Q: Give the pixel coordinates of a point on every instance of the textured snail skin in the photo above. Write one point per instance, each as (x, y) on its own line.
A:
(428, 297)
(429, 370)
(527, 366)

** Your objective **
Can you turn every line of the entries above into a numbered list, leaving out any blank lines?

** Output for this task **
1. Q: Give the pixel coordinates of a point on every instance of the textured snail skin in the photo above. Write one point per instance, each as (x, y) on its own line.
2. A:
3. (428, 297)
4. (429, 370)
5. (527, 366)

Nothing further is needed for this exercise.